───── DATA RECORDS ─────

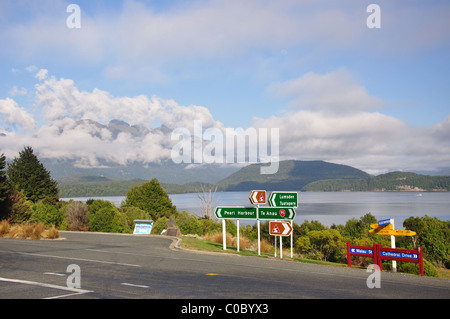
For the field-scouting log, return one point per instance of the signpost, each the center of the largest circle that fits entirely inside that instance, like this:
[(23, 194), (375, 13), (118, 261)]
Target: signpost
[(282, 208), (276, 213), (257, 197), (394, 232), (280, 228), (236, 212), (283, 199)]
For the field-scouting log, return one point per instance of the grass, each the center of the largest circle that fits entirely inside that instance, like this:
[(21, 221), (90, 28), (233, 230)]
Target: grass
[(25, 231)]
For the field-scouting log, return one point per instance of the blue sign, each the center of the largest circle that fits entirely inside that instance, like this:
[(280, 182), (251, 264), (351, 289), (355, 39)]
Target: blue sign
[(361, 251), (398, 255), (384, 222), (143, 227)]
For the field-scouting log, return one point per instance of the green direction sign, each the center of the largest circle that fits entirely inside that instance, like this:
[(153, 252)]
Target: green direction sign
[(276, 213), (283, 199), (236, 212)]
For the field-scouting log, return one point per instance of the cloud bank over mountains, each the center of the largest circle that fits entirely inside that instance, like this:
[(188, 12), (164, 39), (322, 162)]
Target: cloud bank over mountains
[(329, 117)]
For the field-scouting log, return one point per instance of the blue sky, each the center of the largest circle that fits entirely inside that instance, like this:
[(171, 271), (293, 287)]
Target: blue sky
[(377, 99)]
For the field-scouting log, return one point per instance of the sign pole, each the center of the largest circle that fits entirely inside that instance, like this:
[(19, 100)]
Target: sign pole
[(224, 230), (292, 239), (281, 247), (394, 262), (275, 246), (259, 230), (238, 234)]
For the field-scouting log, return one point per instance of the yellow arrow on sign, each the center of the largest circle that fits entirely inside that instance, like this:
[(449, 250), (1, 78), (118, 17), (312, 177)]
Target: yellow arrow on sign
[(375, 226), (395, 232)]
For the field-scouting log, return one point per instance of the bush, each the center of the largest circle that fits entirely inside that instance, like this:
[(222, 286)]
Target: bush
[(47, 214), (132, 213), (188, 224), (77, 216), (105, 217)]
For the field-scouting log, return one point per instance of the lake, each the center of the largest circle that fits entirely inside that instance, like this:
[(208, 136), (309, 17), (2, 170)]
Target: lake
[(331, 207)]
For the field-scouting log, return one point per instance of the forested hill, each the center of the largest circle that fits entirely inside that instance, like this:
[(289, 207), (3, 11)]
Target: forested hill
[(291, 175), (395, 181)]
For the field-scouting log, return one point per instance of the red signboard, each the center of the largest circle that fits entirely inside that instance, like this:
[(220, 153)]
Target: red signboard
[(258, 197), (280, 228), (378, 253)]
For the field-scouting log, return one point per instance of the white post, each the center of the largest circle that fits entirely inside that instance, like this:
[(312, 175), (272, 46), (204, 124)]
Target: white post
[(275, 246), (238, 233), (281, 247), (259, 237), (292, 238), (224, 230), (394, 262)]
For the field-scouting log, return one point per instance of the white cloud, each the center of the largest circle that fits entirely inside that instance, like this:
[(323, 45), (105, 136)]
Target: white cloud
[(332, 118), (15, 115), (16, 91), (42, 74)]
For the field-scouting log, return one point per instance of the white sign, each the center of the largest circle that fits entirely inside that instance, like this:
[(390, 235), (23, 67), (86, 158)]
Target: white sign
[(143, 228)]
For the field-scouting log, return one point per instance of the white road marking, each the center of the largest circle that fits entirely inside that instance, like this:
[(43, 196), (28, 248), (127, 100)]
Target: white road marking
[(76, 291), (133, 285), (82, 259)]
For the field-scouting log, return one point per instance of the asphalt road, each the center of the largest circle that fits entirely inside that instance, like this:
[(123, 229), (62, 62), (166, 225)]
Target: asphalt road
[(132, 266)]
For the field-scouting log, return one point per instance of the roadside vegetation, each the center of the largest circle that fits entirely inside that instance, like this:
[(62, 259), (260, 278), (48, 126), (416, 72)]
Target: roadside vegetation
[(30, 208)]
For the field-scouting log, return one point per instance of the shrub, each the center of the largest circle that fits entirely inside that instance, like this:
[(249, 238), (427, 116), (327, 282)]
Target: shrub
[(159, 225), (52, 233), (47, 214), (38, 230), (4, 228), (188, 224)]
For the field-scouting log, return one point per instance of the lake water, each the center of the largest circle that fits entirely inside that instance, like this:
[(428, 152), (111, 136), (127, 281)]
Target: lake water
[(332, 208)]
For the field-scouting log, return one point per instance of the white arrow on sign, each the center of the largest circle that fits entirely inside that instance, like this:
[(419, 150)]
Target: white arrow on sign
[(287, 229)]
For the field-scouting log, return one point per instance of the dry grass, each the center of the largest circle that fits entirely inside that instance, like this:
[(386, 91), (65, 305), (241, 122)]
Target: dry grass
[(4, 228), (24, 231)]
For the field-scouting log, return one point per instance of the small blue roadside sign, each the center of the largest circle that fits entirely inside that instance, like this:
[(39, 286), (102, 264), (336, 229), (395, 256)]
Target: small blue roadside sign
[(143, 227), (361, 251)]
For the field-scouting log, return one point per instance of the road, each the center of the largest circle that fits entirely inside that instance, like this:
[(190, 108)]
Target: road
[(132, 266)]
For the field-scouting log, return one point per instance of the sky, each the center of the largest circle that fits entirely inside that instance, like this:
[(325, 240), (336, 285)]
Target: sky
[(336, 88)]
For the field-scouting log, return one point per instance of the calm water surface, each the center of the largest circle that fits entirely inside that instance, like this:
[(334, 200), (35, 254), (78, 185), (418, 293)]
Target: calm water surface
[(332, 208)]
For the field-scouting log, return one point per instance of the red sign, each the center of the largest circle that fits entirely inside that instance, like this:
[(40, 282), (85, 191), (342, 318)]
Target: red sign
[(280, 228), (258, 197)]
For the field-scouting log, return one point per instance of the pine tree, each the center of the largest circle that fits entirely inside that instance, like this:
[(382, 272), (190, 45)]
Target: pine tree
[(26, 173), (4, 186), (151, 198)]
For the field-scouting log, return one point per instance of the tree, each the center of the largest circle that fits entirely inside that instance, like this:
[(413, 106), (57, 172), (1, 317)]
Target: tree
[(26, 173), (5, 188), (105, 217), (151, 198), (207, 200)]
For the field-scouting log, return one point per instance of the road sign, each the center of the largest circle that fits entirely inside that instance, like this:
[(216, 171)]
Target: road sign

─────

*WHAT THE TASK REQUIRES*
What is needed is an exact repetition of every entry, without the pictures.

*RESULT BELOW*
For the field-scouting log, return one point per instance of the signpost, each the center of the largest circle that fits entirely inside that instance, like this:
[(23, 194), (375, 13), (118, 261)]
Target: signpost
[(282, 208), (276, 213), (257, 197), (394, 232), (280, 228), (236, 212), (283, 199)]
For the field-scouting log, return one point per instance of the grass, each the center of the largest circle that fits entirely inside that instance, like this:
[(21, 221), (90, 28), (233, 230)]
Target: grass
[(25, 231)]
For the field-scouting log, return one point per instance of the blue sign, each the center of the largest circle that fits entirely inside that instance, like this:
[(280, 182), (251, 264), (351, 289), (355, 39)]
Target: blue sign
[(361, 251), (398, 255), (384, 222), (143, 227)]
For the field-scouting log, return one point per instance of the green direction sign, each the center of the largest circle that fits entirely inside that instance, like this:
[(153, 252)]
Target: green direction sign
[(276, 213), (283, 199), (236, 212)]
For the field-scouting log, return one point per instance of the cloud bank over mountains, each the center of the largest circle that fits entirely inside that instance, like this:
[(188, 12), (164, 39), (322, 162)]
Target: cloud bank over mountains
[(329, 117)]
For the field-scouting log, return one point per instance of the blue sky, each the center of the largest circle that fits entirely inside that instance, like this:
[(171, 271), (293, 287)]
Target: blue sky
[(377, 99)]
For the field-scouting log, return one point per instance of the sign pole, each the center of the largest circle that fits entirely inside that instance, like this:
[(19, 100)]
Target: sign pole
[(224, 230), (292, 239), (281, 247), (394, 262), (275, 246), (259, 230), (238, 234)]
For the field-scouting log, return one point per instance of the yellow arrow on sign, each the center of the largest circle that fits entirely inside that instance, like this:
[(449, 250), (1, 78), (118, 17), (312, 177)]
Target: yellow arrow on sign
[(375, 226), (395, 232)]
For the field-scouting log, return one point per instance of the bush, each the center of the largest circle that fits entirely inside that instance, like this:
[(222, 286)]
Target: bush
[(47, 214), (132, 213), (188, 224), (77, 216), (105, 217)]
For the field-scouting log, return one point per instance of the lake, each the center of the largest circle that fits entirely inside that instance, like this:
[(208, 136), (309, 17), (2, 170)]
Target: lake
[(331, 207)]
For the field-scouting log, return one point per instance of the forested hill, each the center of the largest circle that fits entirely inside that instance, like this:
[(289, 207), (3, 11)]
Target: forested hill
[(291, 175), (395, 181)]
For the field-scouting log, return one point per instance of the red signboard, each the center of the largest circle that fits entirely inside that instance, like this:
[(220, 153)]
Target: red signboard
[(258, 197), (280, 228), (378, 253)]
For the field-scouting log, return one point per instance of the white post, each the center of the largest circle that fits entirely inside that instance, like this:
[(312, 175), (272, 46), (204, 124)]
Target: white post
[(275, 246), (238, 233), (281, 247), (259, 237), (292, 238), (224, 230), (394, 262)]
For the field-scouting log, return one point per instance of the white cloud, each the center of the largest circle that fits entirely inside that instance, like this:
[(323, 45), (105, 136)]
Target: white cloud
[(332, 118), (15, 115), (16, 91), (42, 74)]
For the field-scouting log, return one point per instance of the white sign, each the center of the largest circle that fits entirely inside that instance, like this:
[(390, 235), (23, 67), (86, 158)]
Target: white sign
[(143, 228)]
For the field-scouting log, return one point per instance of the white road marking, each the center of the largest circle that fits entirely inside that instance, like this:
[(43, 196), (28, 248), (127, 100)]
Target: white road marking
[(76, 291), (133, 285), (82, 259)]
For the field-scouting log, return one point per instance of the asphalt road, each the center of the largest circle that fits entirely inside that instance, like this:
[(123, 229), (62, 62), (166, 225)]
Target: asphalt road
[(132, 266)]
For the field-scouting log, return one point per instance of the roadside vegetation, each the center of the largest circle that fits entirely inside that instance, like this:
[(62, 259), (260, 278), (48, 126), (416, 72)]
Target: roadside vegetation
[(30, 208)]
For the field-scouting log, return one point per instance of the shrub, each the center of the largest circle that fits entirely inside that instance, like this:
[(249, 238), (427, 116), (327, 282)]
Target: shrub
[(159, 225), (52, 233), (47, 214), (38, 230), (4, 228), (188, 224)]
For the field-scouting log, return one point per instance of the lake water, each the center of the largest circle that fits entirely inside that instance, like this:
[(428, 152), (111, 136), (127, 281)]
Target: lake water
[(332, 208)]
For the field-scouting log, return one point per instance of the white arrow on sign, each the center of the largest circle that fits entirely inside that instance, like this:
[(419, 150)]
Target: white arrow on sign
[(287, 229)]
For the field-scouting log, return one point per instance of the dry grass, each the center of the largest circle that fits entirely inside that instance, like this:
[(386, 91), (65, 305), (241, 122)]
Target: dry grass
[(4, 228), (24, 231)]
For the field-scouting log, return one point per instance of the small blue roadside sign, each the center of the largest circle that fits entirely inside that instance, like this:
[(39, 286), (102, 264), (336, 229), (395, 256)]
Target: small blue roadside sign
[(143, 227), (361, 251)]
For the field-scouting log, return one point per instance of the road, each the center of the largest circle that fits entirely inside that instance, like this:
[(190, 108)]
Target: road
[(132, 266)]
For the field-scouting log, return one point per instance of the sky, each the center of the largest circle that fits entirely inside that instance, like this:
[(325, 240), (336, 285)]
Target: sky
[(336, 88)]
For the field-scouting log, return one point per instance of the calm water surface, each the center of the largest circle that fits entirely inside that instance, like this:
[(334, 200), (35, 254), (78, 185), (418, 293)]
Target: calm water surface
[(332, 208)]
For the field-scouting log, return one point per instance of the red sign, each the center of the largest circle that fits entirely inside that instance, like this:
[(40, 282), (85, 191), (342, 318)]
Target: red sign
[(280, 228), (258, 197)]
For the field-scouting log, return one point per instance of the pine tree, each the center of the largest circle that fits entirely inside that instance, like this:
[(382, 272), (190, 45)]
Target: pine tree
[(26, 173), (4, 186), (151, 198)]
For the field-scouting log, return one point per instance of the tree, each the center of the largest circle that fits entirely inside that instance, like this:
[(413, 106), (57, 172), (1, 317)]
Target: tree
[(26, 173), (5, 188), (105, 217), (151, 198), (207, 200)]
For the field-scouting log, return one point per instance of the road sign, each the center of the largest circle that fits entirely inside that instance, like this:
[(216, 171)]
Target: road sign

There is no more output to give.